**Task requirements:**
1. Answer these questions using the book review of The Stellenbosch Mafia:
(a) In what year and where was the Protocols of the elders of Zion first published?
(b) Which industrialist paid for thousands of copies to be printed and distributed in the USA?
(c) What three problems does the review say South Africa is suffering under?
2. Write the next few paragraphs of the book review of The Stellenbosch Mafia, picking up after its last sentence.

During the half century preceding the 2nd World War, an unsettling written work starts to do the rounds, setting out how
Book review 2 of 3
The Stellenbosch Mafia: Inside the Billionaires’ Club
Author: Pieter du Toit
During the half century preceding the 2nd World War, an unsettling written work starts to do the rounds, setting out how European and global Jewry secretly plans to achieve world domination. The document adapts according to political persuasion: varieties emerge declaring this “great Jewish coup” as the driving force behind an increasingly aggressive global capitalism; others warn that rising labour movements and associated radical politics evince the existence of malignant Jewish communists operating in the background.
However, on many an occasion since the document’s publication in Tsarist Russia in 1903, experts have succeeded in conclusively showing that this anti-Semitic work is a complete hoax.
This document is known as the Protocols of the elders of Zion, probably the most serious and far-reaching example of fake news in the modern era.
Despite the fact that so many experts have proven the Protocols to be an infamous lie, the famed industrialist and known anti-Semite Henry Ford paid for the publication and distribution of thousands of copies in the USA, and education mandarins in Nazi Germany declared the Protocols to be mandatory reading at school level.
By May 1945, approximately six million Jews had been murdered in Nazi death camps in Eastern Europe.
Du Toit’s Stellenbosch Mafia reminded me of the Protocols, not because the writer was conjuring a hoax of sorts about a secretive group of Afrikaner billionaires, but because of his attempt to assess the odd mixture of stories, anecdotes, legends, fake news and conspiracy theories that currently pervade the history of Afrikaner capital.
Under the circumstances, this book is a welcome development. South Africa is suffering under the unholy trinity of state capture, rampant crime and consistently disappointing economic growth, a perfect environment for violently divisive politicians to scapegoat entire groups of people for political gain. To vary a well-known Afrikaans adage slightly, when poverty enters by the front door, affinity with the truth flees by the back door. And, in the Information Age, with its accompanying social media overdose, only cleverly packaged fake news spreads more quickly than an Australian bush fire.

**Entries shown:**
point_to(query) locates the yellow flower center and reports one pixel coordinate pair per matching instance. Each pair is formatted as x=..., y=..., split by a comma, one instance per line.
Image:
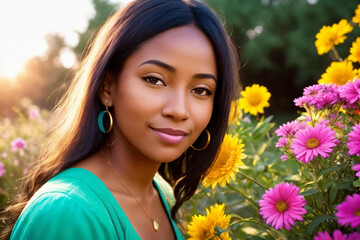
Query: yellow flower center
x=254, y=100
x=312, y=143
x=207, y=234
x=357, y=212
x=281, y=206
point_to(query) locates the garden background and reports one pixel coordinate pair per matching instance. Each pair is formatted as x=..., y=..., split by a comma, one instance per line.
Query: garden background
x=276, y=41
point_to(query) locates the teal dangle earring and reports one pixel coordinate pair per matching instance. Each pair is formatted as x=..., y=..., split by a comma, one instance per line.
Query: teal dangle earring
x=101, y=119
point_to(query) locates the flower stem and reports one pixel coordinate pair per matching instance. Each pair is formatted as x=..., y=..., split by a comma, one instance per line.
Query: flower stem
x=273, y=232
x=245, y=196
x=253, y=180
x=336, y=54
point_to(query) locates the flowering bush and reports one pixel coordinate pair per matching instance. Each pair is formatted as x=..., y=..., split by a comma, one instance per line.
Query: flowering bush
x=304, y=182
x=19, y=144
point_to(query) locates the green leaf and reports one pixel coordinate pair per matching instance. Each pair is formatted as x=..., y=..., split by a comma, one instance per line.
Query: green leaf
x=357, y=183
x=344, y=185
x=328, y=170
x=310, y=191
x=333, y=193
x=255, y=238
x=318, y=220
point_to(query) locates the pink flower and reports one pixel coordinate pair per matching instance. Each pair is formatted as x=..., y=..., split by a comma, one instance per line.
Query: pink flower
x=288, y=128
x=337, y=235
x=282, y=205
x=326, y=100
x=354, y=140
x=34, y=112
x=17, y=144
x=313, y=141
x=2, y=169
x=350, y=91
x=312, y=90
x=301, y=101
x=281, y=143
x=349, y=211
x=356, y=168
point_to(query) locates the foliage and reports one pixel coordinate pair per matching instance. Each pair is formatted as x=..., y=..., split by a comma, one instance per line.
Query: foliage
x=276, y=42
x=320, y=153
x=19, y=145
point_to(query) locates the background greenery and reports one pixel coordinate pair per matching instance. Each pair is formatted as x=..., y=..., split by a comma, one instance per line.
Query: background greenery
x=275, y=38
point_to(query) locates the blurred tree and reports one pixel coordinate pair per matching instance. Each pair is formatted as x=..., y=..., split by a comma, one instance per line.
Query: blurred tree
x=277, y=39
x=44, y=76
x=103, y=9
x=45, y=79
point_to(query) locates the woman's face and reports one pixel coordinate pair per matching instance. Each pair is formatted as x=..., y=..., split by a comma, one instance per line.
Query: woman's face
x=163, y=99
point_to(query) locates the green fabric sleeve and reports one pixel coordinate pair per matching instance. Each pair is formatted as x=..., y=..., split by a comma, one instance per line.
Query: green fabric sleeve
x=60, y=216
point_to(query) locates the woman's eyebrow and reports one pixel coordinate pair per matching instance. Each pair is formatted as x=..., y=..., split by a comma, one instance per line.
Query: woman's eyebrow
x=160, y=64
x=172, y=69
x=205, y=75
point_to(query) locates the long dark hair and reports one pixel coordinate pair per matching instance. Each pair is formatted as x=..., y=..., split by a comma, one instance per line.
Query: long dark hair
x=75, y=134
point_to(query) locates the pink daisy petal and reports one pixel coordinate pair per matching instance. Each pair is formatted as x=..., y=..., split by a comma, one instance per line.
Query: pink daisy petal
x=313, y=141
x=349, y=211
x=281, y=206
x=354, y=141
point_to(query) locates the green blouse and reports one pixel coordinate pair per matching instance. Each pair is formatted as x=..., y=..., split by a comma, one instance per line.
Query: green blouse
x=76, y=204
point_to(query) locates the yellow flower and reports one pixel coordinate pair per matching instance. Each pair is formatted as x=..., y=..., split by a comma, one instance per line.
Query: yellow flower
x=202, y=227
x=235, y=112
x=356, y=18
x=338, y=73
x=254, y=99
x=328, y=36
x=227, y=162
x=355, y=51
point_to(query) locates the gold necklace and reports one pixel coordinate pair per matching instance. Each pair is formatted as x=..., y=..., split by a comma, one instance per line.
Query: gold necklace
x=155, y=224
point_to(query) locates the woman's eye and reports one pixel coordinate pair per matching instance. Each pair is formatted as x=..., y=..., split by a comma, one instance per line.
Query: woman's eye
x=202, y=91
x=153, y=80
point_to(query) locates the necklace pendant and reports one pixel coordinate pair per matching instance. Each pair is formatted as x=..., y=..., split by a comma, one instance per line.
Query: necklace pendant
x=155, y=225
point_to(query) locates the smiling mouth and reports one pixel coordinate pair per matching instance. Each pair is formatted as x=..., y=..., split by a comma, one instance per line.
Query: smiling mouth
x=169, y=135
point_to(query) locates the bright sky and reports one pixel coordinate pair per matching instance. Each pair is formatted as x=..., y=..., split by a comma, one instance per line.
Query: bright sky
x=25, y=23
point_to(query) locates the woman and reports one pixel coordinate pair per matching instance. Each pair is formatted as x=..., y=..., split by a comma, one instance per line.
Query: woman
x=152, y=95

...

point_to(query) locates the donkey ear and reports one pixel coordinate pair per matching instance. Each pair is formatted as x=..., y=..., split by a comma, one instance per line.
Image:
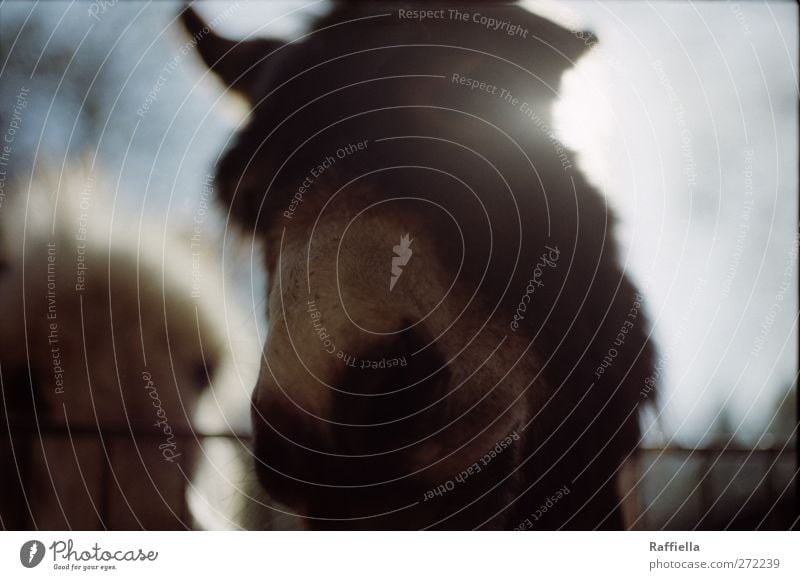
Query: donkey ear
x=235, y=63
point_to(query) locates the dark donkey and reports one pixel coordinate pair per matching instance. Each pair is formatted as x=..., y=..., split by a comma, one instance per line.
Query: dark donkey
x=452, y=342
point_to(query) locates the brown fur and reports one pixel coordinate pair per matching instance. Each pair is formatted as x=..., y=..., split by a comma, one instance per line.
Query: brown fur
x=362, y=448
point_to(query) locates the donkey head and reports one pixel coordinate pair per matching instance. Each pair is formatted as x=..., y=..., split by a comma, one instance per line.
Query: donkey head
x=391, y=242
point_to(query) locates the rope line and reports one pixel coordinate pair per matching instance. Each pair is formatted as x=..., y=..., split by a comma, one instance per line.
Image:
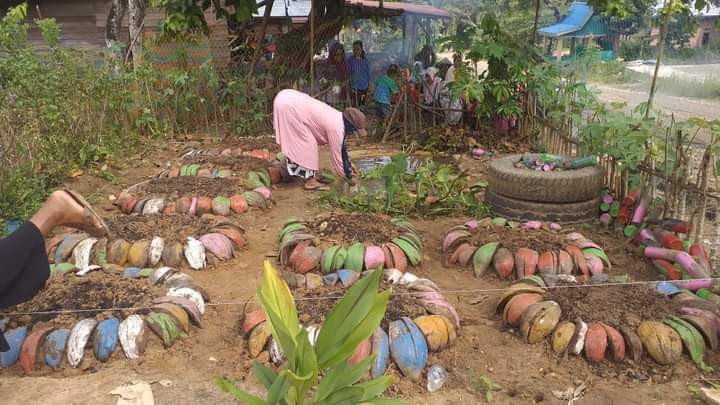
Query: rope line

**Answers for the exercise:**
1.
(a) 1903, in Tsarist Russia.
(b) Henry Ford.
(c) State capture, rampant crime and consistently disappointing economic growth.

2.
The “public relations” firm Bell Pottinger’s ruthless “white monopoly capital” project seriously divided South Africa and hijacked our public discourse. The Guptas and Jacob Zuma picked up the tab for a public debate primed by big money and corruption, instead of being guided by democratic dialogue and cooperation.
But Stellenbosch Mafia does not seek to straighten any records, nor does it read like a step-by-step refutation of a dangerous and hysterical hoax. It does contain an account of the history of (some of) Stellenbosch’s business indunas, but, overall, it does not live up to the standards of a historical heavyweight such as Hermann Giliomee’s magnum opus, The Afrikaners, or Tembeka Ngcukaitobi’s powerful The land is ours.
Stellenbosch Mafia’s problem is not that it diverges from the established principles of nonfiction writing. Rather, this book’s fundamental problem is that its goal and narrative execution are unclear.
The thin crimson book, with its sensational Siren-like title, reminds one in a very ironic manner of Karl Marx’s Communist manifesto, and the profiles of four great Afrikaner businessmen on the front page (from left, Johann Rupert, Christo Wiese, Markus Jooste and Jannie Mouton) seem to have been inspired by the ranked heads of Marx, Engels, Lenin and Stalin, which often appeared on propaganda posters from the Soviet era.
I couldn’t help but giggle at the subtleties of this, but luckily the similarities aren’t striking enough to generate the impression of some express bias.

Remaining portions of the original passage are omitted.